**Consignes à suivre**
1. Répondez aux questions suivantes à partir du texte sur les carburants durables :
(a) D'ici à quelle année les compagnies aériennes se sont-elles engagées à atteindre « zéro émission nette de CO2 » ?
(b) Les émissions de l'aérien sont de l'ordre de combien de fois supérieures à celles du TGV ?
(c) En 2015, quelle part des émissions de CO₂ de l'ensemble des moyens de transport le secteur aérien représentait-il ?
2. Recopiez le passage du texte sur les carburants durables qui commence aux mots « Au niveau des » et s'achève après les mots « d’ici 2050 ? ».

##### Extrait du texte

Avions : c’est quoi, les carburants durables ?
À l'horizon 2050, les compagnies aériennes doivent atteindre "zéro émission nette de CO2". Mais comment comptent-elles s'y prendre ?
Pour fournir sa partir dans le combat contre le réchauffement climatique, les compagnies aériennes se sont engagées, à l’échelle globale, à atteindre “zéro émission nette de CO2” d’ici à l’année 2050.
Au niveau des émissions de dioxyde de carbone par voyageur et par km, l’aérien apparaît numéro 1 du classement des plus polluants. Ses émissions sont de l’ordre de 45 fois supérieures au TGV, et le secteur représentait en 2015 environ 11% des émissions de CO₂ de l’ensemble des moyens de transport, soit 1,5% des émissions totales de gaz à effet de serre. Dès lors comment parvenir à une émission nette nulle d’ici 2050 ?

##########
##### Enregistrements de données

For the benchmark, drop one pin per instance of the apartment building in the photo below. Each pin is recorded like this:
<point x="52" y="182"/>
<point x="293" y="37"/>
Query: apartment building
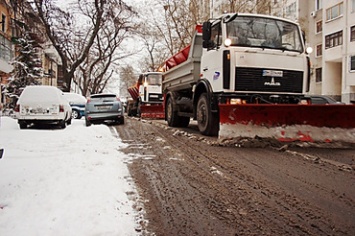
<point x="6" y="50"/>
<point x="14" y="18"/>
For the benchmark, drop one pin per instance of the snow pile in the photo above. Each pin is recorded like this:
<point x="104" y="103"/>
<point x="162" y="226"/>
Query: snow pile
<point x="69" y="181"/>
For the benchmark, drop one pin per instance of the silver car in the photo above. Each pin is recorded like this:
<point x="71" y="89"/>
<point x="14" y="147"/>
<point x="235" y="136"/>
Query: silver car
<point x="103" y="107"/>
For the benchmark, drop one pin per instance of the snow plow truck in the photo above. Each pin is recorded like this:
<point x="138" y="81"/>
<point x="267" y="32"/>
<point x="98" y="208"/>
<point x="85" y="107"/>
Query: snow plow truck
<point x="147" y="98"/>
<point x="246" y="75"/>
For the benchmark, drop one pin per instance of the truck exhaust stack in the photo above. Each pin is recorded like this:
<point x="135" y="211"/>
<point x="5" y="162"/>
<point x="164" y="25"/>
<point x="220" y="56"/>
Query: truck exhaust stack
<point x="287" y="122"/>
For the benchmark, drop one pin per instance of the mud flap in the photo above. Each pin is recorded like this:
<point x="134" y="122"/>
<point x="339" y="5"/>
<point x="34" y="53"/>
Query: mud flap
<point x="310" y="123"/>
<point x="152" y="111"/>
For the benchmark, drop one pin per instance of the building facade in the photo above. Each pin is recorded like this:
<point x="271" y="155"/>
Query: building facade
<point x="329" y="27"/>
<point x="14" y="18"/>
<point x="332" y="34"/>
<point x="6" y="48"/>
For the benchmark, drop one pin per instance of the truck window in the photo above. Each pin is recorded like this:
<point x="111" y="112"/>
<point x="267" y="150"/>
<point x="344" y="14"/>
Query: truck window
<point x="154" y="79"/>
<point x="265" y="33"/>
<point x="216" y="34"/>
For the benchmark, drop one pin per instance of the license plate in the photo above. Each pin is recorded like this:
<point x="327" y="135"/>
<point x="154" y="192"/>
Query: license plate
<point x="103" y="108"/>
<point x="273" y="73"/>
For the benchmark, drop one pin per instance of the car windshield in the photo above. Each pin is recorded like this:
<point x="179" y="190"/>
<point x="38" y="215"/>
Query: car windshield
<point x="249" y="31"/>
<point x="154" y="79"/>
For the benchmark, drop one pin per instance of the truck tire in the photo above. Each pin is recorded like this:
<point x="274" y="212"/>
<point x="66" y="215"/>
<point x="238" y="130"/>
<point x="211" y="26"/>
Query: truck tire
<point x="172" y="117"/>
<point x="207" y="122"/>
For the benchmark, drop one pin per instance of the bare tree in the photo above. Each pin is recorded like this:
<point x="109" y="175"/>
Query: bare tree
<point x="128" y="78"/>
<point x="65" y="34"/>
<point x="99" y="67"/>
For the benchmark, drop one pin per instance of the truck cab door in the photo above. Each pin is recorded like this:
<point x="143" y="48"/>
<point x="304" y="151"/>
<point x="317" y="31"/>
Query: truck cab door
<point x="211" y="61"/>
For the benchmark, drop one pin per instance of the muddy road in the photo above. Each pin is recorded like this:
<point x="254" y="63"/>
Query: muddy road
<point x="193" y="185"/>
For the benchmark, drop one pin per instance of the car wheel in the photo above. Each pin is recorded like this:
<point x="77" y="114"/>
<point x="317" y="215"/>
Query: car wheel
<point x="63" y="124"/>
<point x="23" y="125"/>
<point x="207" y="122"/>
<point x="75" y="114"/>
<point x="121" y="121"/>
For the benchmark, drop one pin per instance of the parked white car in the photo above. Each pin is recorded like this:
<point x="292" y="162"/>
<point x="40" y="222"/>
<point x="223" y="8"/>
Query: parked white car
<point x="43" y="105"/>
<point x="77" y="103"/>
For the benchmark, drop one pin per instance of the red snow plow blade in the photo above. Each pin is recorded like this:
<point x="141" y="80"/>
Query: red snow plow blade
<point x="309" y="123"/>
<point x="152" y="111"/>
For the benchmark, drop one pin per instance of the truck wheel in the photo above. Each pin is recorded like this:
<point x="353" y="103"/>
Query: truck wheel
<point x="207" y="121"/>
<point x="23" y="125"/>
<point x="171" y="115"/>
<point x="75" y="114"/>
<point x="174" y="120"/>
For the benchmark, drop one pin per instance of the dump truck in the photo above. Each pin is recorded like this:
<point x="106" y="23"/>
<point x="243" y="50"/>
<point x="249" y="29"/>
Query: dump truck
<point x="246" y="75"/>
<point x="146" y="96"/>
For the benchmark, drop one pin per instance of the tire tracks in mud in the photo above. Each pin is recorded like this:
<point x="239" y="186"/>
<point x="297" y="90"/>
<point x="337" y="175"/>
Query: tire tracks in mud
<point x="192" y="188"/>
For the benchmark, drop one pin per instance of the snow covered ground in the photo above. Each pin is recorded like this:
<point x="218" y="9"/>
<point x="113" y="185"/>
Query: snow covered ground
<point x="71" y="181"/>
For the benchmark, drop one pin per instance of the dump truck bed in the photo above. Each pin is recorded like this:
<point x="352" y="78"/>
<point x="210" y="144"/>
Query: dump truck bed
<point x="183" y="69"/>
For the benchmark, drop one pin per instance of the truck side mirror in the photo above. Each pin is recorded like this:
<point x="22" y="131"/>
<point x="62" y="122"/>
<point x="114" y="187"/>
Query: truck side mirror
<point x="206" y="30"/>
<point x="206" y="35"/>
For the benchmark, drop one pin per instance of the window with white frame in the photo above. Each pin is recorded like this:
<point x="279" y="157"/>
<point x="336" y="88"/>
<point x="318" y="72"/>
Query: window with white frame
<point x="319" y="51"/>
<point x="319" y="74"/>
<point x="352" y="63"/>
<point x="319" y="26"/>
<point x="333" y="40"/>
<point x="3" y="22"/>
<point x="352" y="33"/>
<point x="319" y="4"/>
<point x="335" y="11"/>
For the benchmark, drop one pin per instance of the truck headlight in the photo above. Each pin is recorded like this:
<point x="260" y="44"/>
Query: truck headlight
<point x="227" y="42"/>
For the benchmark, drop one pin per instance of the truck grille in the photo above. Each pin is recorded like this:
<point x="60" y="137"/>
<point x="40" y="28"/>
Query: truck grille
<point x="252" y="79"/>
<point x="155" y="97"/>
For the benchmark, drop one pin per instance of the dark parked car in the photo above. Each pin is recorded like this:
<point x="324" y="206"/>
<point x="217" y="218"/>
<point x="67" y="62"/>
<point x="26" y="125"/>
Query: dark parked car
<point x="104" y="107"/>
<point x="77" y="103"/>
<point x="323" y="99"/>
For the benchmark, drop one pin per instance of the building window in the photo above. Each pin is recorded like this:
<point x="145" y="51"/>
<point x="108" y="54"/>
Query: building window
<point x="319" y="26"/>
<point x="334" y="40"/>
<point x="3" y="22"/>
<point x="352" y="63"/>
<point x="352" y="33"/>
<point x="319" y="74"/>
<point x="319" y="50"/>
<point x="319" y="4"/>
<point x="335" y="11"/>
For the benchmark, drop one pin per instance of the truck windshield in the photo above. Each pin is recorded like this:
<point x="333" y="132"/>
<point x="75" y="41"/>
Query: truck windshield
<point x="249" y="31"/>
<point x="153" y="79"/>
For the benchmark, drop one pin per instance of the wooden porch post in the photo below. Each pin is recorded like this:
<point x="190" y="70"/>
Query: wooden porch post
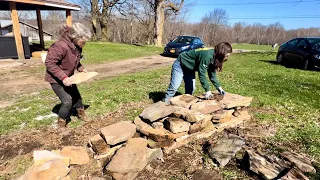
<point x="69" y="18"/>
<point x="16" y="30"/>
<point x="40" y="27"/>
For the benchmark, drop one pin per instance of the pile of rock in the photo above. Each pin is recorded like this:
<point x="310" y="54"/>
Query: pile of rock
<point x="189" y="118"/>
<point x="125" y="148"/>
<point x="288" y="166"/>
<point x="52" y="165"/>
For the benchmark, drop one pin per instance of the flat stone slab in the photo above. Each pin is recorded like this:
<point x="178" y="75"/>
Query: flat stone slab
<point x="51" y="170"/>
<point x="206" y="174"/>
<point x="159" y="134"/>
<point x="82" y="77"/>
<point x="98" y="144"/>
<point x="188" y="115"/>
<point x="119" y="132"/>
<point x="226" y="148"/>
<point x="301" y="162"/>
<point x="263" y="167"/>
<point x="294" y="174"/>
<point x="234" y="100"/>
<point x="176" y="125"/>
<point x="185" y="100"/>
<point x="130" y="158"/>
<point x="41" y="157"/>
<point x="77" y="154"/>
<point x="157" y="111"/>
<point x="206" y="106"/>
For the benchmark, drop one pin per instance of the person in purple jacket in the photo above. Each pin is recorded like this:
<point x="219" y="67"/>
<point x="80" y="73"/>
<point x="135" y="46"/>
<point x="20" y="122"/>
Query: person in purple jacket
<point x="62" y="60"/>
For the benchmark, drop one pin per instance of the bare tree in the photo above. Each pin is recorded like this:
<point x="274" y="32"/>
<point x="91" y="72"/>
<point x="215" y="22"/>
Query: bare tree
<point x="216" y="22"/>
<point x="160" y="6"/>
<point x="238" y="31"/>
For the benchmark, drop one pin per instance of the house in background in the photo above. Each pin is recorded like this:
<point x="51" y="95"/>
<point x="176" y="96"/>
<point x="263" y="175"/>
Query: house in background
<point x="26" y="30"/>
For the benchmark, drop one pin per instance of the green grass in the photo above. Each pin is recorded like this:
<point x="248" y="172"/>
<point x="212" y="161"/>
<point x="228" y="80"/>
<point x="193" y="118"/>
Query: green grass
<point x="101" y="52"/>
<point x="253" y="47"/>
<point x="293" y="94"/>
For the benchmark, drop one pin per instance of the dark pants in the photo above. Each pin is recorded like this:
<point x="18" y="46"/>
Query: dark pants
<point x="69" y="96"/>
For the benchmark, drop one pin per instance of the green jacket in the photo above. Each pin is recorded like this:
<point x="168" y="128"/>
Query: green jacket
<point x="200" y="60"/>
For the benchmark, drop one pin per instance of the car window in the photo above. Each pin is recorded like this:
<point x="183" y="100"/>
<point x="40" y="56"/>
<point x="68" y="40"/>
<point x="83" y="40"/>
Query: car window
<point x="183" y="40"/>
<point x="315" y="44"/>
<point x="293" y="42"/>
<point x="302" y="44"/>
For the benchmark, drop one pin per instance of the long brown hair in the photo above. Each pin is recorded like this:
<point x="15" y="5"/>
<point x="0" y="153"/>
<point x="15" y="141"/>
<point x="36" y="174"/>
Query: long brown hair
<point x="220" y="52"/>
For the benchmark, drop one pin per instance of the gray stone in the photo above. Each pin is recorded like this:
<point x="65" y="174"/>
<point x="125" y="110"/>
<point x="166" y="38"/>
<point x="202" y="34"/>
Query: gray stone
<point x="299" y="161"/>
<point x="119" y="132"/>
<point x="188" y="115"/>
<point x="205" y="174"/>
<point x="98" y="144"/>
<point x="157" y="111"/>
<point x="226" y="148"/>
<point x="233" y="100"/>
<point x="131" y="158"/>
<point x="206" y="106"/>
<point x="77" y="154"/>
<point x="51" y="170"/>
<point x="157" y="125"/>
<point x="41" y="157"/>
<point x="176" y="125"/>
<point x="294" y="174"/>
<point x="184" y="100"/>
<point x="261" y="166"/>
<point x="154" y="154"/>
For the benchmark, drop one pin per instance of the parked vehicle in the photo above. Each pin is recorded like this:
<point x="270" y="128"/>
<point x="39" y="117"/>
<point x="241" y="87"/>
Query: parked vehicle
<point x="181" y="44"/>
<point x="304" y="52"/>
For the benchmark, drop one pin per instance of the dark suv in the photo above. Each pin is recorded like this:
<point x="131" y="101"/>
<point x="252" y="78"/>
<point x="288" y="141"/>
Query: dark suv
<point x="181" y="44"/>
<point x="304" y="52"/>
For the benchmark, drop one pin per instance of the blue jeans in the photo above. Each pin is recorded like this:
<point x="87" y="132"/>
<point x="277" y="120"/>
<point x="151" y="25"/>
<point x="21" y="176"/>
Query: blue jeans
<point x="177" y="75"/>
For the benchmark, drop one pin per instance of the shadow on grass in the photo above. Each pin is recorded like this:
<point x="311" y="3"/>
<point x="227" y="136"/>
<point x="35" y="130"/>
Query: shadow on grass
<point x="291" y="66"/>
<point x="158" y="96"/>
<point x="166" y="55"/>
<point x="73" y="111"/>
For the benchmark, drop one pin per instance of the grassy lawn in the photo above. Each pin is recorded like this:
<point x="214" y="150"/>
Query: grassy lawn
<point x="292" y="94"/>
<point x="101" y="52"/>
<point x="254" y="47"/>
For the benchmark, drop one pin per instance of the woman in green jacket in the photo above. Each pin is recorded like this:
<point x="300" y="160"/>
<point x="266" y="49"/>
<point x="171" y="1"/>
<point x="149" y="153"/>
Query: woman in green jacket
<point x="202" y="60"/>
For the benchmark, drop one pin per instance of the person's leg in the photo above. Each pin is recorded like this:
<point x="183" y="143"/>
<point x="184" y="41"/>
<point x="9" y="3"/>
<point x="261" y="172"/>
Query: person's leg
<point x="175" y="82"/>
<point x="77" y="102"/>
<point x="66" y="103"/>
<point x="190" y="82"/>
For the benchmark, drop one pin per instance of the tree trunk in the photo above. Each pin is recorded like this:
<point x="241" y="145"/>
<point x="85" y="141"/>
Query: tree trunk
<point x="158" y="22"/>
<point x="104" y="20"/>
<point x="95" y="21"/>
<point x="159" y="8"/>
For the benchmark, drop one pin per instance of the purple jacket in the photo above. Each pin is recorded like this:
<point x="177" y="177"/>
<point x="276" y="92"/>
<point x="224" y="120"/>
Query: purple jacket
<point x="62" y="60"/>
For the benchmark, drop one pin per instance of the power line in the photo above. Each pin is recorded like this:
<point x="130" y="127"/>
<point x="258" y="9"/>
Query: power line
<point x="275" y="17"/>
<point x="258" y="3"/>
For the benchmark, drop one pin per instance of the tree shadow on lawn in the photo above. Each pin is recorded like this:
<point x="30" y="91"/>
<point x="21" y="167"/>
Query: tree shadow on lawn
<point x="291" y="66"/>
<point x="158" y="95"/>
<point x="73" y="111"/>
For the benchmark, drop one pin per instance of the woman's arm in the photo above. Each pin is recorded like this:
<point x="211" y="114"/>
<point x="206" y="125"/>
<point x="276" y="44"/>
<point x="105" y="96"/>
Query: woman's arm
<point x="55" y="54"/>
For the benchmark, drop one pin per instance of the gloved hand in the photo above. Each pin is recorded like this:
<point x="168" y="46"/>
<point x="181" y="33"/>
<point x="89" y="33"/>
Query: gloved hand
<point x="208" y="95"/>
<point x="67" y="82"/>
<point x="221" y="91"/>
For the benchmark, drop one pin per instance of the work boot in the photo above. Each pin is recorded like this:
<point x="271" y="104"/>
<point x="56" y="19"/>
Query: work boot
<point x="61" y="123"/>
<point x="82" y="114"/>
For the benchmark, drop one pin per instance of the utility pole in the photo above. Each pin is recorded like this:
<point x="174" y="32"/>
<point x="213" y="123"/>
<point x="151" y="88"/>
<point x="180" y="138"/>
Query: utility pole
<point x="132" y="10"/>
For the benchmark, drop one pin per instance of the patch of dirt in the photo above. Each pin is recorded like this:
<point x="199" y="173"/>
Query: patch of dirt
<point x="23" y="80"/>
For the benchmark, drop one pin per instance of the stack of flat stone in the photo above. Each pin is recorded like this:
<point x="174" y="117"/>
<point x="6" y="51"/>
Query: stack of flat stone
<point x="189" y="118"/>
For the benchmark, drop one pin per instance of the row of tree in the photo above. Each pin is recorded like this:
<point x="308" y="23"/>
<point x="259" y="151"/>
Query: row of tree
<point x="158" y="21"/>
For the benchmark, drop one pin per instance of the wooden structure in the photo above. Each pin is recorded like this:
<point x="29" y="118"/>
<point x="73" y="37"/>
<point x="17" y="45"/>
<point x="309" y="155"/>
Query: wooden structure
<point x="36" y="5"/>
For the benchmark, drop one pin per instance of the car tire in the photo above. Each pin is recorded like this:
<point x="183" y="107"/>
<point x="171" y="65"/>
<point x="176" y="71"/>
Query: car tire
<point x="280" y="58"/>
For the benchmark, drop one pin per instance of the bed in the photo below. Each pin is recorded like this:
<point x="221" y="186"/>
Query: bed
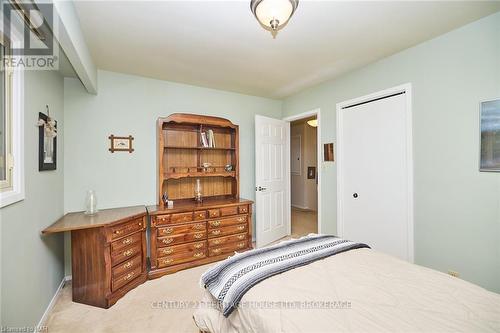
<point x="360" y="290"/>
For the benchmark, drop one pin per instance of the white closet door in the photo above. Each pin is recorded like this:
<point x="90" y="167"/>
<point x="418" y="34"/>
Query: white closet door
<point x="374" y="171"/>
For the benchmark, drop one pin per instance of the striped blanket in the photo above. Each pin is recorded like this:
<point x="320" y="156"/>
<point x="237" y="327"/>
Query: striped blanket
<point x="229" y="280"/>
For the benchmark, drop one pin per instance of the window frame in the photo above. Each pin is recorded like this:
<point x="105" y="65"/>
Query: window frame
<point x="16" y="190"/>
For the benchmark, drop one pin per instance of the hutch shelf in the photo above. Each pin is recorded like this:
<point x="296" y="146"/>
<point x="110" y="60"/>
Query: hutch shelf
<point x="190" y="148"/>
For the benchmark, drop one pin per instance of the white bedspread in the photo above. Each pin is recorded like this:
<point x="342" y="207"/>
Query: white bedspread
<point x="367" y="291"/>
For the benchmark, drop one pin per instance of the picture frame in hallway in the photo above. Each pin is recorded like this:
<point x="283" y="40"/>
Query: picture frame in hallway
<point x="489" y="159"/>
<point x="328" y="154"/>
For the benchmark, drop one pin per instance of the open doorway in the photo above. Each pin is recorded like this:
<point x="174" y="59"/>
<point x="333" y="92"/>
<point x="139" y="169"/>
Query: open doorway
<point x="304" y="173"/>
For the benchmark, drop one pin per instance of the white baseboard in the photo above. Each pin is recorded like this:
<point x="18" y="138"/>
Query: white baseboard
<point x="43" y="320"/>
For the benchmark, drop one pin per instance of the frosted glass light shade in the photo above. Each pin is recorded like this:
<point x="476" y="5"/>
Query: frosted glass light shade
<point x="273" y="14"/>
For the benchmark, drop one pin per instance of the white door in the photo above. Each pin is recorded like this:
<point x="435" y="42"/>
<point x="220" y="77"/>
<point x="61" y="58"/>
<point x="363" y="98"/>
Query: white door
<point x="272" y="180"/>
<point x="375" y="175"/>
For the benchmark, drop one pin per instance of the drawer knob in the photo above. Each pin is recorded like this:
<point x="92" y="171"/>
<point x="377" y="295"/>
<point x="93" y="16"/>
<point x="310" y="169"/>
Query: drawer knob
<point x="198" y="254"/>
<point x="198" y="226"/>
<point x="167" y="240"/>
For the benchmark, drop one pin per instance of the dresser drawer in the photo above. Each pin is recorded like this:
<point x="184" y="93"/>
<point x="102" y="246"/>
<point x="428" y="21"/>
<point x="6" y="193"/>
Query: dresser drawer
<point x="243" y="209"/>
<point x="117" y="283"/>
<point x="162" y="219"/>
<point x="213" y="213"/>
<point x="181" y="258"/>
<point x="179" y="249"/>
<point x="227" y="239"/>
<point x="126" y="266"/>
<point x="126" y="253"/>
<point x="224" y="231"/>
<point x="181" y="217"/>
<point x="182" y="229"/>
<point x="226" y="211"/>
<point x="127" y="228"/>
<point x="227" y="248"/>
<point x="181" y="238"/>
<point x="227" y="221"/>
<point x="126" y="241"/>
<point x="200" y="215"/>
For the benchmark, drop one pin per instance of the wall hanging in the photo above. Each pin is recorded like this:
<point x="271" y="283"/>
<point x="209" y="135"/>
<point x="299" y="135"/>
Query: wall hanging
<point x="121" y="143"/>
<point x="489" y="159"/>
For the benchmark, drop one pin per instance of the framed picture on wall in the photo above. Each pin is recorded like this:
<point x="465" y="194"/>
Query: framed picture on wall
<point x="47" y="143"/>
<point x="490" y="136"/>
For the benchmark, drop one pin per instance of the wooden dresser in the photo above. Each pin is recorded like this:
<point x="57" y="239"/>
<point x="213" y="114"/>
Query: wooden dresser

##########

**Réponses numérotées**
1.
(a) 2050.
(b) Environ 45 fois.
(c) Environ 11 %.

2.
Au niveau des émissions de dioxyde de carbone par voyageur et par km, l’aérien apparaît numéro 1 du classement des plus polluants. Ses émissions sont de l’ordre de 45 fois supérieures au TGV, et le secteur représentait en 2015 environ 11% des émissions de CO₂ de l’ensemble des moyens de transport, soit 1,5% des émissions totales de gaz à effet de serre. Dès lors comment parvenir à une émission nette nulle d’ici 2050 ?